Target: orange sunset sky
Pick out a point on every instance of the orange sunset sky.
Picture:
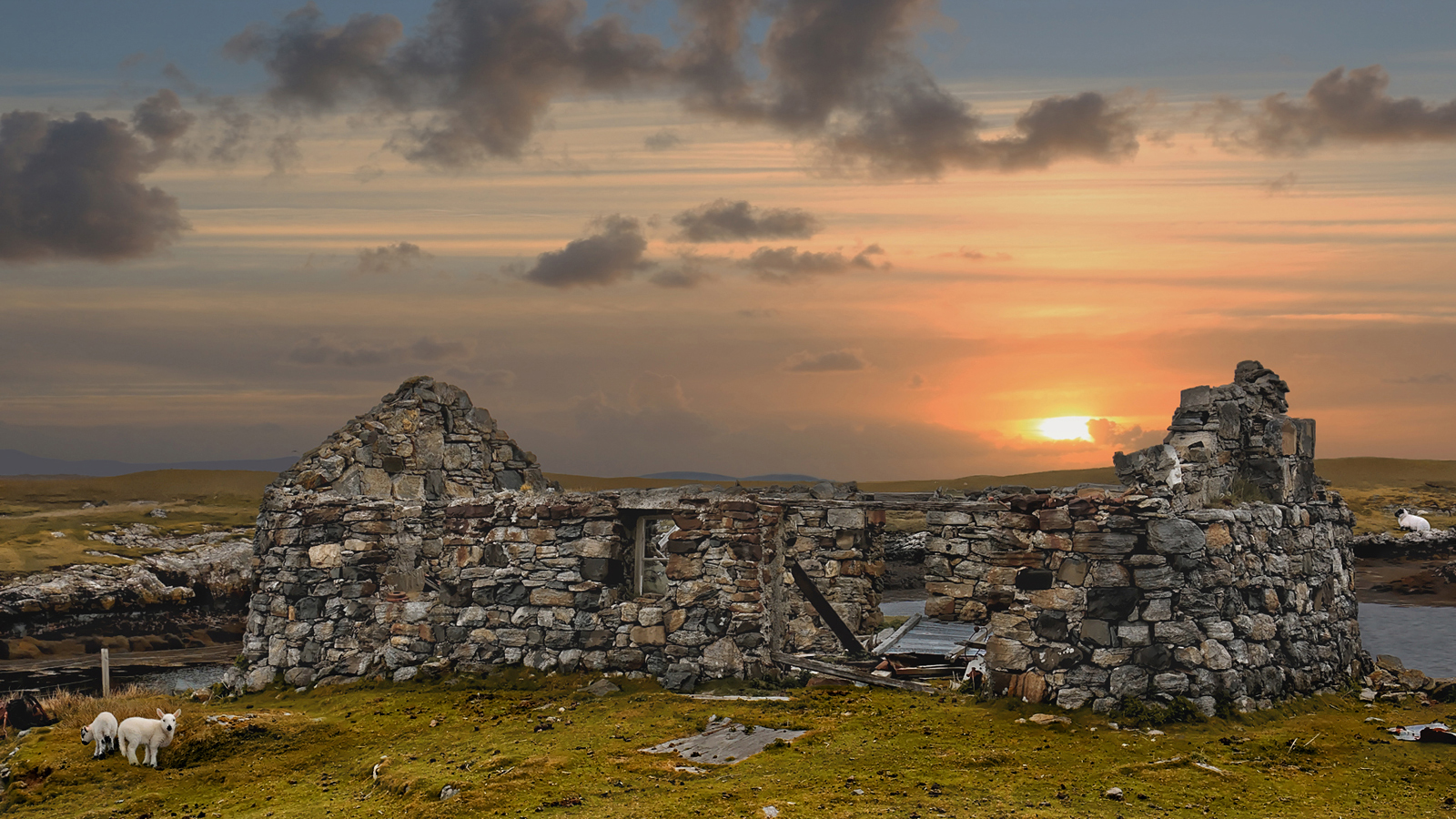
(844, 238)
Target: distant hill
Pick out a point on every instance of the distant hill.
(779, 477)
(16, 462)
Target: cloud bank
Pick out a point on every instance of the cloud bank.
(725, 220)
(72, 188)
(477, 79)
(603, 258)
(1351, 108)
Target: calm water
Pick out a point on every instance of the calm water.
(1424, 637)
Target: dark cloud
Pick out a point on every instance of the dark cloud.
(162, 118)
(317, 66)
(1087, 126)
(484, 70)
(233, 130)
(725, 220)
(1340, 106)
(392, 259)
(1280, 184)
(788, 266)
(368, 172)
(662, 140)
(72, 188)
(608, 257)
(686, 274)
(426, 350)
(284, 155)
(832, 361)
(842, 72)
(1110, 433)
(477, 79)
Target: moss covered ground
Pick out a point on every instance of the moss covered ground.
(521, 743)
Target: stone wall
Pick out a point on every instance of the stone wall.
(380, 554)
(421, 537)
(1092, 596)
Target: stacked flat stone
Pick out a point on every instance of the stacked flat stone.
(400, 545)
(543, 579)
(1098, 595)
(1225, 435)
(420, 537)
(424, 442)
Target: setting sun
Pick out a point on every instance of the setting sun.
(1067, 428)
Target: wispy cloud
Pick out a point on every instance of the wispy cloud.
(832, 361)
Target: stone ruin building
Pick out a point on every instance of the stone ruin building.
(421, 537)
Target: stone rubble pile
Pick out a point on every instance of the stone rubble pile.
(213, 576)
(420, 538)
(1390, 680)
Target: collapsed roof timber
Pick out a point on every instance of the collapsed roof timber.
(420, 538)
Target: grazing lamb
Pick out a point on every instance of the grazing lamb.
(1412, 522)
(104, 731)
(153, 734)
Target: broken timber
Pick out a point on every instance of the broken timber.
(902, 632)
(832, 620)
(829, 669)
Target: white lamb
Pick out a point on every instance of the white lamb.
(104, 731)
(153, 734)
(1412, 522)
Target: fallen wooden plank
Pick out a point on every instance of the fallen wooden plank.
(926, 671)
(915, 620)
(829, 669)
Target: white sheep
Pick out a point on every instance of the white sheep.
(153, 734)
(1412, 522)
(104, 731)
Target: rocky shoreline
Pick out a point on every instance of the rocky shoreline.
(189, 592)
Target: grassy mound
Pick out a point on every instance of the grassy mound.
(523, 743)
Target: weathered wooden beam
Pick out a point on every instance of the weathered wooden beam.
(829, 669)
(905, 629)
(815, 598)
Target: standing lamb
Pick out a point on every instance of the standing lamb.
(1412, 522)
(153, 734)
(104, 731)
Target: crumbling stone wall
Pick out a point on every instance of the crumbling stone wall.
(1098, 595)
(1167, 586)
(1230, 440)
(421, 537)
(398, 547)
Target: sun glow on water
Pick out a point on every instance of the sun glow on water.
(1067, 428)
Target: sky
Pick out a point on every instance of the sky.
(859, 239)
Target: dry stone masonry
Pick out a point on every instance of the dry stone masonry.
(421, 538)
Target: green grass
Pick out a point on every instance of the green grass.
(313, 753)
(33, 511)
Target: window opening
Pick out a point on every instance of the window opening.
(652, 554)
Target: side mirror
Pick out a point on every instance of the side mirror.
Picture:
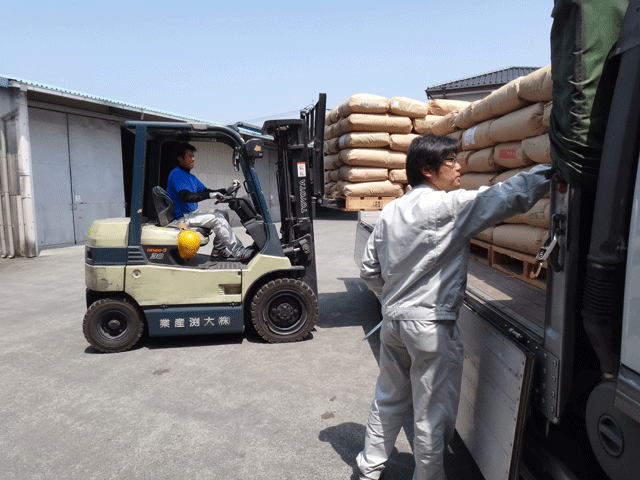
(254, 147)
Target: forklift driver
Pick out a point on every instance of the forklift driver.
(186, 191)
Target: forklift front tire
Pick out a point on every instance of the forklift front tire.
(112, 325)
(284, 310)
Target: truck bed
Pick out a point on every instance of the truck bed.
(520, 301)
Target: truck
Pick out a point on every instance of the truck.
(551, 378)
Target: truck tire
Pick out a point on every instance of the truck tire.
(284, 310)
(614, 437)
(112, 325)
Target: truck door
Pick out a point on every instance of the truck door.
(496, 383)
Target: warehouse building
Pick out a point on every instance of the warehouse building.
(67, 160)
(477, 87)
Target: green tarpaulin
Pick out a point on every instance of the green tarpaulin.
(582, 36)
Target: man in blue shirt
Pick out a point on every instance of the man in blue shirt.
(186, 191)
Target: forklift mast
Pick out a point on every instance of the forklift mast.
(300, 177)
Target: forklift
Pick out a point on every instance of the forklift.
(137, 280)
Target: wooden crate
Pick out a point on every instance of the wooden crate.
(519, 265)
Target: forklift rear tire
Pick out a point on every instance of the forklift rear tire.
(112, 325)
(284, 310)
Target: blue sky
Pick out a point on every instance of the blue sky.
(245, 61)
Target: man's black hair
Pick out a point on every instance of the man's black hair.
(428, 151)
(182, 148)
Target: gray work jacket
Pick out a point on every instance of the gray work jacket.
(416, 258)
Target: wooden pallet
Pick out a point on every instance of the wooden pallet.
(516, 264)
(355, 204)
(481, 251)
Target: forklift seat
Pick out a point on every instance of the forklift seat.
(163, 205)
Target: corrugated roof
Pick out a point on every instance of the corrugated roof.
(490, 79)
(6, 81)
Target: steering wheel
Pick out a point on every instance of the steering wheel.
(230, 192)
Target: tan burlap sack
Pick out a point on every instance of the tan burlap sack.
(477, 137)
(408, 107)
(363, 140)
(442, 106)
(360, 122)
(332, 117)
(400, 142)
(462, 159)
(521, 238)
(373, 157)
(537, 86)
(333, 131)
(331, 162)
(398, 175)
(481, 161)
(486, 235)
(331, 146)
(538, 149)
(510, 155)
(510, 173)
(473, 181)
(423, 124)
(500, 102)
(444, 125)
(372, 189)
(523, 123)
(363, 103)
(538, 216)
(328, 188)
(362, 174)
(546, 118)
(464, 118)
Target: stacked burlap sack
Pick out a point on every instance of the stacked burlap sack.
(501, 135)
(366, 140)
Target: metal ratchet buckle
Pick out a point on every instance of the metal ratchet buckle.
(545, 252)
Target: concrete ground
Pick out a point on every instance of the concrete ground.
(208, 407)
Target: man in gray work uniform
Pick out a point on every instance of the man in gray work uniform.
(416, 262)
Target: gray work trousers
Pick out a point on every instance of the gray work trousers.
(420, 364)
(214, 220)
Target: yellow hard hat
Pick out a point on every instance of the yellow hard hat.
(188, 243)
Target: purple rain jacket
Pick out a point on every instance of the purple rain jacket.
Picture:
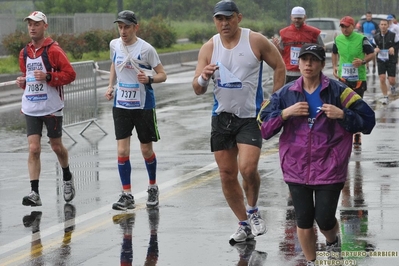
(317, 155)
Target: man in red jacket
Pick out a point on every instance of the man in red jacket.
(45, 69)
(291, 40)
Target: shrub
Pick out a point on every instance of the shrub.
(76, 45)
(201, 35)
(157, 33)
(14, 42)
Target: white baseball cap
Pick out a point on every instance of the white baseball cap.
(298, 12)
(37, 16)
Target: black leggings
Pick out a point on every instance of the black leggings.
(322, 208)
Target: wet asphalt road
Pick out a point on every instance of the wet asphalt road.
(193, 223)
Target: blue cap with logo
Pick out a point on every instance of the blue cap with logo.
(225, 8)
(314, 49)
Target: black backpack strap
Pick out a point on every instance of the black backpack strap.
(44, 56)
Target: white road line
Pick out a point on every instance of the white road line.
(93, 214)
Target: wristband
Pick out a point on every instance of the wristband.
(202, 82)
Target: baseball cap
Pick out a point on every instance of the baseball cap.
(37, 16)
(225, 8)
(314, 49)
(347, 21)
(298, 12)
(126, 16)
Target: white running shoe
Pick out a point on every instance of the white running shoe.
(242, 234)
(258, 225)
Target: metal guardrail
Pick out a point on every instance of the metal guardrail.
(81, 106)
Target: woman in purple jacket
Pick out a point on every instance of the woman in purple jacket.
(318, 116)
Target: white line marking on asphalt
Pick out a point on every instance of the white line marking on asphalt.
(93, 214)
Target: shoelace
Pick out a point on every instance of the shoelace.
(33, 195)
(152, 194)
(68, 187)
(255, 218)
(123, 198)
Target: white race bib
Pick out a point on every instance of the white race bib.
(383, 55)
(35, 91)
(128, 95)
(349, 72)
(294, 53)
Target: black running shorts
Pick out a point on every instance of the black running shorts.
(144, 120)
(228, 130)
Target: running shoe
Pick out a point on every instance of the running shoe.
(384, 100)
(393, 90)
(126, 201)
(153, 196)
(242, 234)
(33, 220)
(69, 190)
(33, 199)
(245, 249)
(258, 225)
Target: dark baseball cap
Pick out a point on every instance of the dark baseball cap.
(314, 49)
(225, 8)
(126, 16)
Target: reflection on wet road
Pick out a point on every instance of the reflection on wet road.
(193, 222)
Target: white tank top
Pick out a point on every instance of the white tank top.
(130, 93)
(241, 98)
(39, 99)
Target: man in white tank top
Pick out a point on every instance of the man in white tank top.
(131, 74)
(233, 59)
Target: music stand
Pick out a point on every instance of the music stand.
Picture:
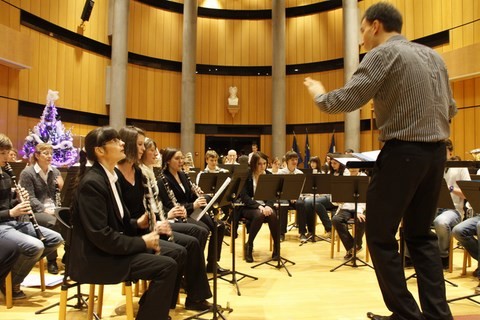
(316, 184)
(445, 202)
(278, 187)
(471, 190)
(229, 197)
(215, 309)
(350, 189)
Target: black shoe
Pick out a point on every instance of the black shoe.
(248, 253)
(201, 305)
(377, 317)
(408, 263)
(52, 267)
(219, 269)
(303, 237)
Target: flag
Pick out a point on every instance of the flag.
(331, 149)
(295, 148)
(307, 153)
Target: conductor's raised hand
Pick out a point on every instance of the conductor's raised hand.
(314, 87)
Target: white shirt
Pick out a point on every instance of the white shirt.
(112, 178)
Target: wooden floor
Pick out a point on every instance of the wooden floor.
(313, 292)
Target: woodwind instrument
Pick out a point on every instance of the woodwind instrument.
(23, 198)
(151, 203)
(171, 195)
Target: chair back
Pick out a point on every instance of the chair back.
(64, 217)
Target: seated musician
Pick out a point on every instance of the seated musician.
(14, 226)
(255, 212)
(106, 245)
(345, 212)
(291, 158)
(183, 248)
(175, 189)
(43, 183)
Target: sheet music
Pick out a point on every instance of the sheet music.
(212, 201)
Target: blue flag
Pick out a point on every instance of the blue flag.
(307, 153)
(331, 149)
(295, 148)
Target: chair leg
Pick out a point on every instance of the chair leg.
(450, 256)
(91, 302)
(8, 291)
(332, 243)
(129, 300)
(62, 312)
(41, 265)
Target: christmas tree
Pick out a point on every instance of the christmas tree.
(51, 130)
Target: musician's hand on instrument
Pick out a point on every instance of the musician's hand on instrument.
(163, 227)
(20, 209)
(151, 241)
(142, 222)
(267, 211)
(200, 202)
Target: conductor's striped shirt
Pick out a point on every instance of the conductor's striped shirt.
(410, 89)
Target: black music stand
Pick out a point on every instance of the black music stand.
(278, 187)
(471, 190)
(350, 189)
(445, 202)
(229, 197)
(316, 184)
(216, 309)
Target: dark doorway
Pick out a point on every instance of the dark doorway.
(243, 145)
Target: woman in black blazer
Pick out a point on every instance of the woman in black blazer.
(105, 245)
(256, 213)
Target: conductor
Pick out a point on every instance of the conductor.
(413, 105)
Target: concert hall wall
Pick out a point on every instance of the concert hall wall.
(234, 47)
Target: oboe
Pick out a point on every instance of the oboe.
(152, 204)
(171, 195)
(31, 216)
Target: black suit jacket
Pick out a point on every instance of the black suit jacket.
(103, 243)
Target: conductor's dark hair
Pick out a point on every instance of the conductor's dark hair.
(387, 14)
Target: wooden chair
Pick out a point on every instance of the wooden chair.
(8, 284)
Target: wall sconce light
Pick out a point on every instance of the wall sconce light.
(233, 106)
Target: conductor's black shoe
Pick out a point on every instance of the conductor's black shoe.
(219, 269)
(52, 267)
(377, 317)
(408, 263)
(445, 263)
(201, 305)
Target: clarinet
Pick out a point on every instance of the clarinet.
(58, 200)
(150, 196)
(31, 216)
(171, 195)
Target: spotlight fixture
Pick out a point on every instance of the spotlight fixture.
(87, 11)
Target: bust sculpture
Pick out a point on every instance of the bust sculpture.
(232, 99)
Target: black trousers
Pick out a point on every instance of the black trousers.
(207, 223)
(196, 279)
(162, 271)
(8, 255)
(405, 185)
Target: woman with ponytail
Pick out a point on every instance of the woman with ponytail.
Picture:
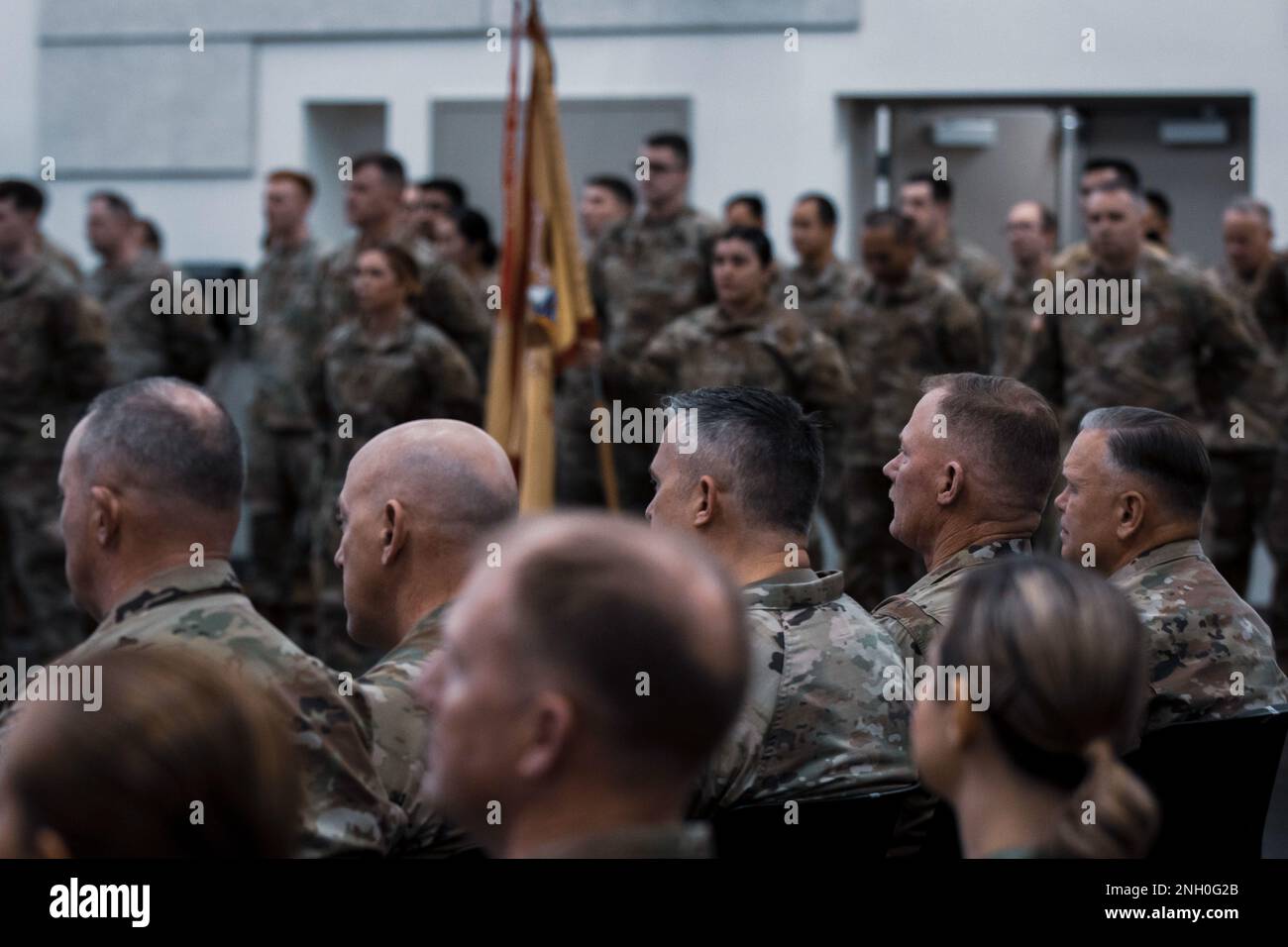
(1030, 766)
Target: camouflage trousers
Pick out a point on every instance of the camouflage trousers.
(47, 621)
(1236, 509)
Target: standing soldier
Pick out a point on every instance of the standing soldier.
(645, 273)
(374, 205)
(53, 360)
(378, 368)
(906, 322)
(928, 202)
(282, 467)
(141, 342)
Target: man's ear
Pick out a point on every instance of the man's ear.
(393, 531)
(548, 735)
(104, 514)
(949, 483)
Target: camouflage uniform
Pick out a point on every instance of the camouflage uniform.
(141, 343)
(1201, 633)
(815, 723)
(381, 381)
(893, 339)
(282, 460)
(400, 736)
(53, 360)
(202, 609)
(645, 272)
(918, 615)
(447, 299)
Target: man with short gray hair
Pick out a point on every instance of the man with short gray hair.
(153, 482)
(1137, 480)
(814, 724)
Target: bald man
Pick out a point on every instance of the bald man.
(153, 483)
(581, 685)
(419, 505)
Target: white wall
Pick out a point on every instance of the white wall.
(763, 119)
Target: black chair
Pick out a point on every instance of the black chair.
(1212, 780)
(857, 827)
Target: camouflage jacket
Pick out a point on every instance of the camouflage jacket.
(53, 359)
(400, 735)
(1201, 634)
(1192, 354)
(814, 723)
(446, 300)
(894, 338)
(142, 343)
(286, 335)
(771, 348)
(647, 272)
(919, 613)
(204, 611)
(381, 381)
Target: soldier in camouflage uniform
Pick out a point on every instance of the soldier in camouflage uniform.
(185, 500)
(644, 273)
(378, 368)
(996, 444)
(53, 360)
(903, 322)
(814, 723)
(455, 489)
(281, 488)
(1137, 479)
(445, 298)
(930, 205)
(141, 343)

Requirement
Write out exactly the lines from the one containing "Target: spotlight fixture" to the last line of the records above, both included, and leave out any pictures.

Task response
Target: spotlight fixture
Pick out a point on every instance of the spotlight fixture.
(87, 11)
Target: bust sculpture
Pick out a point on every instance of the bust sculpture.
(232, 99)
Target: black trousers
Pick out a point on every instance of the black trousers.
(207, 223)
(196, 279)
(162, 271)
(8, 255)
(405, 185)
Target: woman with ponytail
Pick out a point on every instance of the woman with ponytail.
Picture:
(1030, 766)
Target: camouflage trousers
Pick out a point on every instance of the camouflage trousers.
(47, 621)
(1236, 509)
Target: standing soldier
Pick out a point on every instance of the standing soldier.
(645, 273)
(374, 205)
(53, 360)
(378, 368)
(906, 322)
(928, 202)
(282, 467)
(141, 342)
Target: man's ear
Pick out a point on every instance of the man's ear.
(393, 531)
(548, 735)
(104, 514)
(949, 483)
Target: camouflage uniform
Pick out a point on every instance of the camouflage uniform.
(141, 343)
(1201, 633)
(815, 723)
(381, 381)
(893, 339)
(282, 460)
(400, 736)
(53, 360)
(202, 609)
(645, 272)
(918, 615)
(447, 299)
Target: man with short gray hair
Pick out a point on every instance of the man with short gray hair.
(153, 482)
(1137, 480)
(814, 724)
Target: bald man
Pick out a point on every instance of the bald man.
(153, 483)
(581, 685)
(419, 505)
Target: white wall
Pick out a point on every instance of the white wall.
(763, 119)
Target: black chair
Pick out a point on every instance of the black chair.
(1212, 780)
(857, 827)
Target: camouflage jacket
Pick out a point on every instance of the camouflage jacket.
(53, 359)
(400, 735)
(1201, 634)
(1192, 354)
(814, 723)
(446, 300)
(894, 338)
(142, 343)
(286, 335)
(771, 348)
(647, 272)
(919, 613)
(204, 611)
(381, 381)
Target: soldier in camouflage uniform
Pick out a point on every instance of the soldier in camouflage uniform.
(185, 500)
(644, 273)
(378, 368)
(996, 444)
(53, 360)
(903, 322)
(814, 723)
(455, 489)
(281, 488)
(1137, 479)
(445, 298)
(930, 205)
(141, 343)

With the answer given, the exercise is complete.